» DIRECTIONS
Can you reproduce all of the rows below, character for character?

[Stored data entries]
___

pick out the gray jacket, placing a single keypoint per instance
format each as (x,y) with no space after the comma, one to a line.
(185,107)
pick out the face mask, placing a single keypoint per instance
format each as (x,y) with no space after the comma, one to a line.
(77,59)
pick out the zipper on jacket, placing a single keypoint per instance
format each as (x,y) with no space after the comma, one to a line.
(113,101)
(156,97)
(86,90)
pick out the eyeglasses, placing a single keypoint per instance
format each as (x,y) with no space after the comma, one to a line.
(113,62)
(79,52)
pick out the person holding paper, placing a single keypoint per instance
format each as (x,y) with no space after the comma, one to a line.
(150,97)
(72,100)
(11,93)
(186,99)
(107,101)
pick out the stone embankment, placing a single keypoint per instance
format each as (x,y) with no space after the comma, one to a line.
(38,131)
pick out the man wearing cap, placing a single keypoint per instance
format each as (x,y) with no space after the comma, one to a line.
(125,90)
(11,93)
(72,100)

___

» SOLUTION TO THIS EXERCISE
pick out the gray jacket, placing a single keypoint per instance
format each as (x,y) with no space after the comma, one to a line.
(185,107)
pick out the face mask, placing a single keypoint per instance
format each as (x,y) with no space after the comma, one to a line.
(77,59)
pick out the zipper on jacket, placing a single keypoint per instance
format each as (x,y) with no space after the comma, one to a line.
(113,101)
(156,97)
(86,90)
pick out the eyeglasses, placing a single keypoint per instance
format each as (x,y) with no space after the comma, one to a line.
(113,62)
(79,52)
pick out the person holding paper, placing a single keypoint per instance
format each as (x,y) with no space after the comma, one to a line.
(150,97)
(72,100)
(11,93)
(186,99)
(107,101)
pick out the stone embankment, placing a single keypoint per instance
format each as (x,y) with no space after the comma, one to a line.
(38,131)
pick out the man wearing cap, placing a single keypoint per instance
format each as (x,y) with no space after the comma, one to a line.
(125,90)
(11,93)
(72,100)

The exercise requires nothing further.